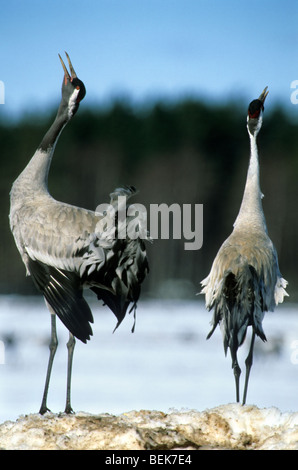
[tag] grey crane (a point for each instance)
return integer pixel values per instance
(245, 281)
(66, 248)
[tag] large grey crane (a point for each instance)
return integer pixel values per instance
(66, 248)
(245, 281)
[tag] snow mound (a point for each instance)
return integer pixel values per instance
(225, 427)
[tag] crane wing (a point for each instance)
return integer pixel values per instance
(63, 292)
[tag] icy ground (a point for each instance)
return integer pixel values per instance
(223, 427)
(167, 364)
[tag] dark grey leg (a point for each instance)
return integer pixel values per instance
(237, 372)
(248, 364)
(53, 349)
(70, 346)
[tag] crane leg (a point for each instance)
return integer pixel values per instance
(237, 372)
(248, 364)
(70, 346)
(53, 349)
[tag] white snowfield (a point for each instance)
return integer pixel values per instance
(231, 426)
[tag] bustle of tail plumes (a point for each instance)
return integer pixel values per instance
(126, 264)
(240, 301)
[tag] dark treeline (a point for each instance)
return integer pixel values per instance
(186, 153)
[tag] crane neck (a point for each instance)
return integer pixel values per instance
(251, 211)
(34, 178)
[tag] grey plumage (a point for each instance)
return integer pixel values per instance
(245, 281)
(62, 247)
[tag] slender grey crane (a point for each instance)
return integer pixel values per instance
(245, 281)
(67, 248)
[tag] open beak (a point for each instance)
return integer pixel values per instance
(263, 95)
(72, 72)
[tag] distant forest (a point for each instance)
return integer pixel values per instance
(186, 152)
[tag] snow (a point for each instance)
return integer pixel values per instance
(166, 365)
(229, 426)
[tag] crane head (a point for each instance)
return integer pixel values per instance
(73, 90)
(254, 114)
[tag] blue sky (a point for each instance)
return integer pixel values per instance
(148, 48)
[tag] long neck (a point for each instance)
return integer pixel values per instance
(34, 178)
(251, 210)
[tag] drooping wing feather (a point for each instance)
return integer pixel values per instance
(63, 292)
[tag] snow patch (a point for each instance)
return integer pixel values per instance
(225, 427)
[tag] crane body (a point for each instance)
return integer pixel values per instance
(62, 249)
(245, 280)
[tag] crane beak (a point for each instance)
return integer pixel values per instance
(72, 74)
(263, 95)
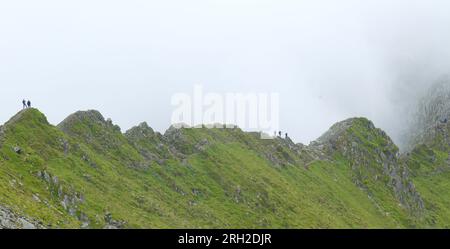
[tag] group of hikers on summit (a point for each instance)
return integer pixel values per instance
(26, 104)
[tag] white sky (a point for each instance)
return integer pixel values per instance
(329, 60)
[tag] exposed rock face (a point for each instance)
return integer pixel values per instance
(433, 113)
(373, 158)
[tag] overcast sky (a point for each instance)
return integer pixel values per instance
(329, 60)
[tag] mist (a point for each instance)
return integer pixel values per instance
(328, 60)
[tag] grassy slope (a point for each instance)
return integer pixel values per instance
(228, 183)
(429, 163)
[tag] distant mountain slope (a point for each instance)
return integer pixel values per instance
(86, 173)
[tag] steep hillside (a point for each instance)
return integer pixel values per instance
(86, 173)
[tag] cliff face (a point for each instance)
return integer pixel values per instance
(86, 173)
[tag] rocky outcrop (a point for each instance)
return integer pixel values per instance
(373, 158)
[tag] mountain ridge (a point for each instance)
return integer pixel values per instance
(85, 172)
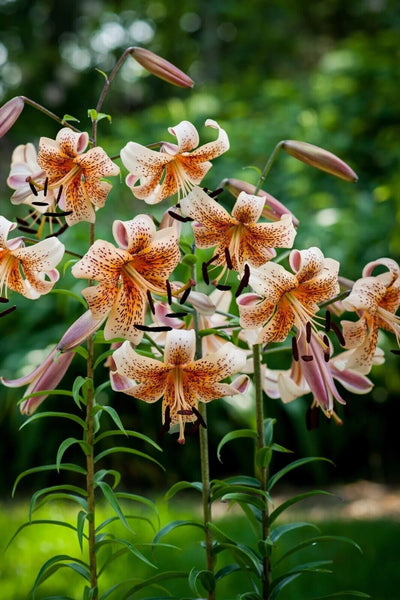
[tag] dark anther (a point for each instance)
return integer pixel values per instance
(179, 217)
(327, 321)
(27, 229)
(157, 328)
(169, 292)
(244, 281)
(185, 295)
(228, 259)
(59, 194)
(295, 350)
(312, 418)
(167, 421)
(199, 417)
(34, 190)
(59, 232)
(7, 311)
(150, 299)
(338, 333)
(327, 351)
(62, 214)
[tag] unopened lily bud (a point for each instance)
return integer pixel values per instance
(320, 159)
(160, 67)
(273, 209)
(9, 113)
(79, 332)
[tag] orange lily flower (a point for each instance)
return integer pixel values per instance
(79, 173)
(180, 380)
(283, 299)
(24, 270)
(376, 300)
(239, 236)
(142, 263)
(176, 168)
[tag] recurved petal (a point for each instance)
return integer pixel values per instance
(186, 135)
(248, 208)
(102, 262)
(180, 347)
(212, 149)
(70, 142)
(134, 235)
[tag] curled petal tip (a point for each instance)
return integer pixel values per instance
(9, 113)
(320, 159)
(161, 68)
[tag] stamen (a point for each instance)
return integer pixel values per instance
(295, 350)
(328, 321)
(338, 333)
(150, 299)
(228, 259)
(148, 328)
(169, 292)
(244, 281)
(179, 217)
(7, 311)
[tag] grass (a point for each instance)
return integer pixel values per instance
(375, 571)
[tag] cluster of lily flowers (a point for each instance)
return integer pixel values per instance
(132, 291)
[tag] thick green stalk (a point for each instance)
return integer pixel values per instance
(262, 472)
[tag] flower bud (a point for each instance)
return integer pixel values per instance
(9, 113)
(160, 67)
(273, 209)
(320, 159)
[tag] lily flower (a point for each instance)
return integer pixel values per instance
(49, 373)
(376, 300)
(180, 380)
(239, 239)
(283, 300)
(176, 168)
(312, 371)
(80, 173)
(29, 271)
(141, 264)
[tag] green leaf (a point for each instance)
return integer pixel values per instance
(234, 435)
(278, 532)
(314, 541)
(62, 467)
(282, 507)
(129, 451)
(294, 465)
(183, 485)
(62, 415)
(173, 525)
(111, 498)
(66, 444)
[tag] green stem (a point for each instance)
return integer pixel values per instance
(262, 471)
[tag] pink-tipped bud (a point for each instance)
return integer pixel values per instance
(273, 209)
(9, 113)
(320, 159)
(160, 67)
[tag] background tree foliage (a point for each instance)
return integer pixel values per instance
(325, 72)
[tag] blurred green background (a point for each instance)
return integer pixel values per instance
(326, 72)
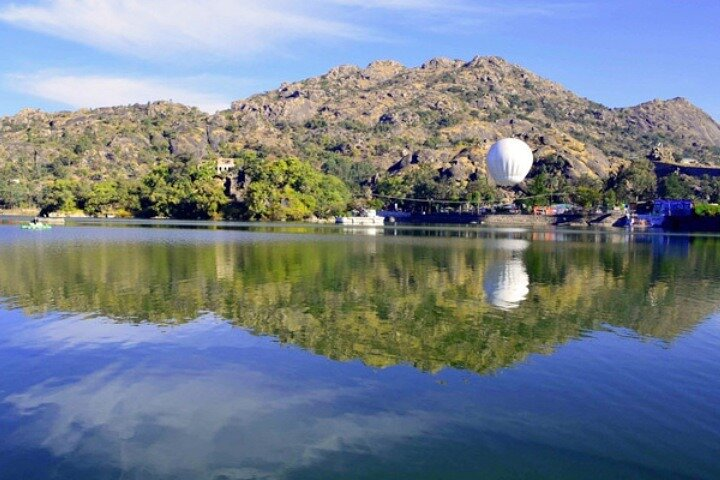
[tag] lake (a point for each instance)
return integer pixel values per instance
(135, 352)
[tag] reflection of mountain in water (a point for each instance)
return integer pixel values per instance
(383, 300)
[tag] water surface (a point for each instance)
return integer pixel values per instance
(131, 352)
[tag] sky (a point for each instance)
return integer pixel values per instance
(69, 54)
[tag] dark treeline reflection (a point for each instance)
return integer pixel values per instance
(477, 304)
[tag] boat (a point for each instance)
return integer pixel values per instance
(35, 226)
(365, 217)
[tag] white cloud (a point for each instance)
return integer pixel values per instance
(91, 91)
(160, 28)
(174, 29)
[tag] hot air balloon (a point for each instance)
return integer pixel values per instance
(509, 161)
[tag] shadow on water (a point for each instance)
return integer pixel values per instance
(384, 297)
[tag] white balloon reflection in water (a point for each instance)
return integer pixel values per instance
(506, 282)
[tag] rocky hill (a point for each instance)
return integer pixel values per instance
(387, 117)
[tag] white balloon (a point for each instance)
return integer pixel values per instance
(509, 161)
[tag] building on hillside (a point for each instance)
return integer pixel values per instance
(224, 165)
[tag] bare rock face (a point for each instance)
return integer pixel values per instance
(443, 115)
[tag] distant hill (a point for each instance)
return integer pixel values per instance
(445, 114)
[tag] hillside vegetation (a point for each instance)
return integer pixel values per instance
(384, 129)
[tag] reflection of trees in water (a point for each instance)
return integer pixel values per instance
(403, 300)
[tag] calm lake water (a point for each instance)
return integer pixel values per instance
(299, 353)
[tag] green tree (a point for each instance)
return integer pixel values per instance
(14, 194)
(480, 192)
(290, 189)
(59, 196)
(635, 182)
(675, 186)
(587, 192)
(182, 190)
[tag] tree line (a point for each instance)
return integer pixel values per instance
(288, 188)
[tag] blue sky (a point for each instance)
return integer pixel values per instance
(64, 54)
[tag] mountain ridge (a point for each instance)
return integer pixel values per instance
(393, 119)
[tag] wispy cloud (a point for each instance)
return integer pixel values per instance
(92, 91)
(159, 28)
(238, 28)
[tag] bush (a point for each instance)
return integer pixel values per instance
(707, 209)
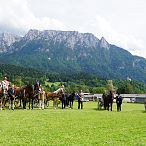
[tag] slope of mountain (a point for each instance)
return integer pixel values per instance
(71, 52)
(6, 39)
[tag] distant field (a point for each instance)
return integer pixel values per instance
(73, 127)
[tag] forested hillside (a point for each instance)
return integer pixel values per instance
(73, 82)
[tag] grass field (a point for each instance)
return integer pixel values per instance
(73, 127)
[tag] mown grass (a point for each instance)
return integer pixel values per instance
(73, 127)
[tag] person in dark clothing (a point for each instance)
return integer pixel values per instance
(12, 94)
(119, 102)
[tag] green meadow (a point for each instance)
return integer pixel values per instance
(73, 127)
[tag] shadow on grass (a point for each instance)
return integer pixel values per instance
(96, 109)
(143, 111)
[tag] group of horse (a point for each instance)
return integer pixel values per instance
(30, 94)
(106, 101)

-- -- --

If a line above holds the word "treeline", copy it.

[tag] dark treeline (a point for each instance)
[tag] dark treeline reflection (a point for each instance)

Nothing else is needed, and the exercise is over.